- _Quoted passage_
EMRS: Liberal 47, Labor 30, Greens 14 in Tasmania

A fairly typical post-election honeymoon poll result for Will Hodgman’s Liberal government in Tasmania, which has also laid claim to a seat in the Legislative Council after the recent periodic elections.

EMRS has published its first poll of Tasmanian state voting intention since the March election, and it records the Liberals on 47% (compared with 51.2% at the election and 46% in the pre-election poll in February), Labor on 30% (32.6% at the election, 34% in the last poll) and Greens on 14% (10.3% and 12%). Will Hodgman holds a 47-41 lead as preferred premier, little changed on 48-41 in February. The poll was conducted from May 7 to May 10, from a sample of 1000.

While on the subject of matters Tasmanian, the results for the upper house elections on May 5 have been resolved, and the contested seat of Prosser ended up being a win for the Liberals, who again have a second seat in the chamber after losing Vanessa Goodwin to cancer. The threat to the Liberal candidate, Jane Howlett, appeared to be from independent Steve Mav, but he ended up falling well behind Labor candidate Janet Lambert to be excluded before the final count, at which case he had 5392 votes to Lambert’s 5910 and Howlett’s 6885. With the distribution of Mav’s preferences, Howlett finished ahead of Lambert by 8776 to 7889, a margin of 2.7%.

In the seat of Hobart, independent incumbent Rob Valentine’s re-election has been confirmed by an 11.0% margin over rival independent Richard Griggs, with Valentine recording 11,032 votes to Griggs’ 7051 at the final count.

Author: William Bowe

William Bowe is a Perth-based election analyst and occasional teacher of political science. His blog, The Poll Bludger, has existed in one form or another since 2004, and is one of the most heavily trafficked websites on Australian politics.

- _Extracted entries_

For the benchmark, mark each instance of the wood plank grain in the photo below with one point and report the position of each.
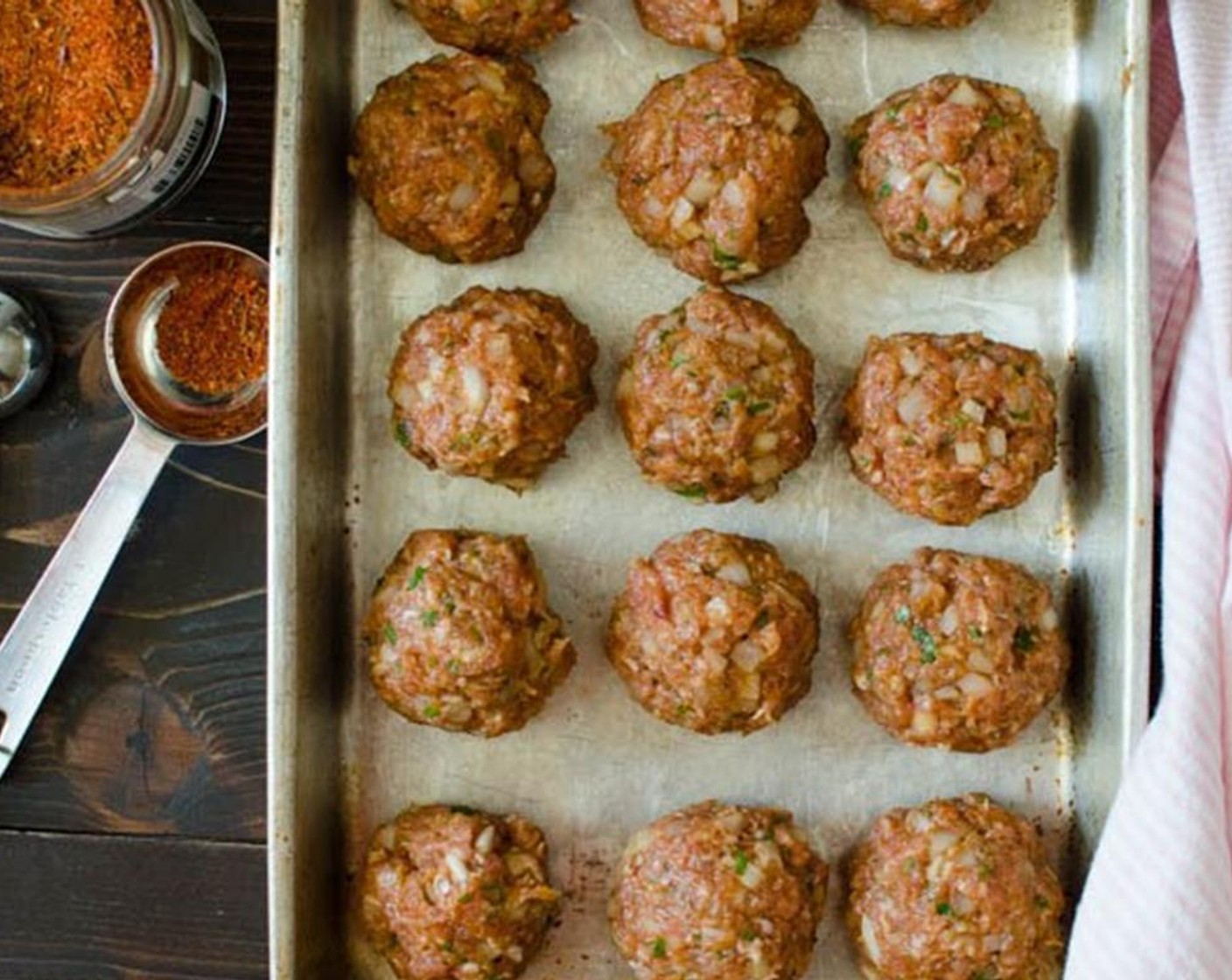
(127, 908)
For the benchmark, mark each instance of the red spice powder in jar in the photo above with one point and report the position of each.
(74, 78)
(214, 331)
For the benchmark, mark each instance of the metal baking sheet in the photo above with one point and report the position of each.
(592, 766)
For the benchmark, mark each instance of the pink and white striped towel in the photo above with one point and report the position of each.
(1158, 902)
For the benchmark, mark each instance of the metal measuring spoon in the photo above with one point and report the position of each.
(24, 353)
(165, 415)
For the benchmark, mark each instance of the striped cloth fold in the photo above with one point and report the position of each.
(1158, 901)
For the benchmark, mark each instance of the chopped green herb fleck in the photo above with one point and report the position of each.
(926, 642)
(724, 259)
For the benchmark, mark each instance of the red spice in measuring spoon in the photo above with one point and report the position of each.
(214, 331)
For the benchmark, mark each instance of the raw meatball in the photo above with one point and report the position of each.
(727, 26)
(492, 26)
(459, 634)
(449, 156)
(452, 892)
(492, 385)
(713, 633)
(713, 168)
(924, 12)
(950, 428)
(716, 398)
(955, 890)
(956, 172)
(718, 892)
(957, 651)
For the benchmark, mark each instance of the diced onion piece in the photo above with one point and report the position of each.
(912, 406)
(969, 454)
(474, 385)
(998, 445)
(456, 867)
(701, 189)
(974, 204)
(462, 196)
(746, 656)
(911, 362)
(976, 686)
(788, 118)
(974, 410)
(718, 611)
(682, 213)
(869, 935)
(982, 662)
(941, 842)
(942, 190)
(963, 94)
(899, 178)
(764, 443)
(737, 572)
(766, 469)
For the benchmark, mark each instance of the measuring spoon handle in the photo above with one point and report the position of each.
(35, 648)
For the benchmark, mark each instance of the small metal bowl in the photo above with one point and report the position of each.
(26, 352)
(139, 374)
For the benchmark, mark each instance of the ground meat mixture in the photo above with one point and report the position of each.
(459, 634)
(713, 166)
(727, 26)
(492, 26)
(924, 12)
(955, 890)
(450, 892)
(718, 892)
(716, 398)
(713, 633)
(449, 156)
(950, 428)
(956, 172)
(957, 651)
(492, 385)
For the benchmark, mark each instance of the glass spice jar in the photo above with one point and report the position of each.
(164, 154)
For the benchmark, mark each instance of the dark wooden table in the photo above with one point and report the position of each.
(132, 821)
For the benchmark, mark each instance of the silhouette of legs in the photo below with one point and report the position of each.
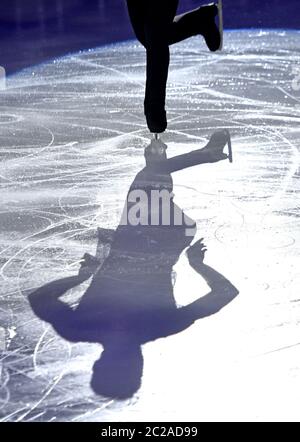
(156, 27)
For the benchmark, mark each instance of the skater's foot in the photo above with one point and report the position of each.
(216, 145)
(156, 120)
(209, 29)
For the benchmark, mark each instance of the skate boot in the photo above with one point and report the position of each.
(216, 145)
(156, 119)
(212, 33)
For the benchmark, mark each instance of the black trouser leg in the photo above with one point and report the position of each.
(156, 27)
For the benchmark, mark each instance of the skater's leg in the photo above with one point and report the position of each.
(158, 24)
(200, 21)
(136, 10)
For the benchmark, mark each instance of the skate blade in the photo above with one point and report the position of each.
(230, 152)
(221, 24)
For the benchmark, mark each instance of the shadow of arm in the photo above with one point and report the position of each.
(222, 293)
(45, 301)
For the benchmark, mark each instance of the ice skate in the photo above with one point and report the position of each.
(156, 120)
(216, 145)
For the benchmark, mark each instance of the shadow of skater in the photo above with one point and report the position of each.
(130, 300)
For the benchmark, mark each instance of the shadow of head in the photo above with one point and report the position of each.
(155, 152)
(118, 372)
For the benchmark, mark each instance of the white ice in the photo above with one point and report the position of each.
(72, 135)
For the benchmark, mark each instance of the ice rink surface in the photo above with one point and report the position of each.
(72, 136)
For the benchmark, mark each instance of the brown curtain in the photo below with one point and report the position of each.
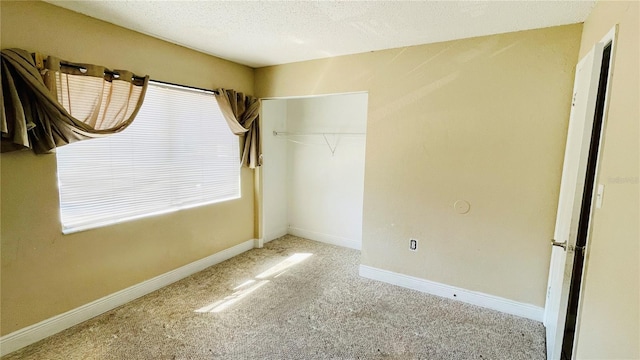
(46, 104)
(241, 112)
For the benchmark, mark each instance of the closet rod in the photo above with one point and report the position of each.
(276, 133)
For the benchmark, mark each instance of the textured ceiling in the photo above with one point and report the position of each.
(260, 33)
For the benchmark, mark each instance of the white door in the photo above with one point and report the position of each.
(585, 91)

- _Problems to solve_
• 1. Summarize the post on Tasmanian polling and upper house results in two sentences.
• 2. Carry on the post about Tasmanian polling and upper house results from where it stops.

- _Your written answers_
• 1. An EMRS poll conducted from May 7 to May 10 has the Liberals on 47%, Labor on 30% and the Greens on 14%, with Will Hodgman leading 47-41 as preferred premier. In the May 5 upper house elections, Liberal Jane Howlett won Prosser over Labor's Janet Lambert by 8776 votes to 7889, and independent Rob Valentine was re-elected in Hobart with an 11.0% margin over Richard Griggs.

• 2.
5 comments on “EMRS: Liberal 47, Labor 30, Greens 14 in Tasmania”

  1. Liberals losing 4.2% and Lab+Greens gaining 1.1% doesn’t sound like a honeymoon such as having gone from majority government on election day, to minority government on sitting day 1, to opposition on current polling.

    Unless EMRS has a systemic bias?

  2. EMRS has a systemic bias in favour of the Greens. It also underestimated the Liberals by 4 points at this election, though in previous elections it tended to underestimate the sitting Labor governments of the time.

    A lot of people are calling the government a minority government but in my view it is not. Sue Hickey is still a Liberal, even if she chooses not to sit in the party room. For now it is just like the federal Coalition, which is still a majority government notwithstanding that it has two different party rooms and that George Christensen from time to time threatens to cross the floor. We have to wait and see to what extent Hickey actually votes independently, and if she does it often whether the party gets sick of it and throws her out. Of course if she leaves the party then it becomes a minority government but this has not yet happened.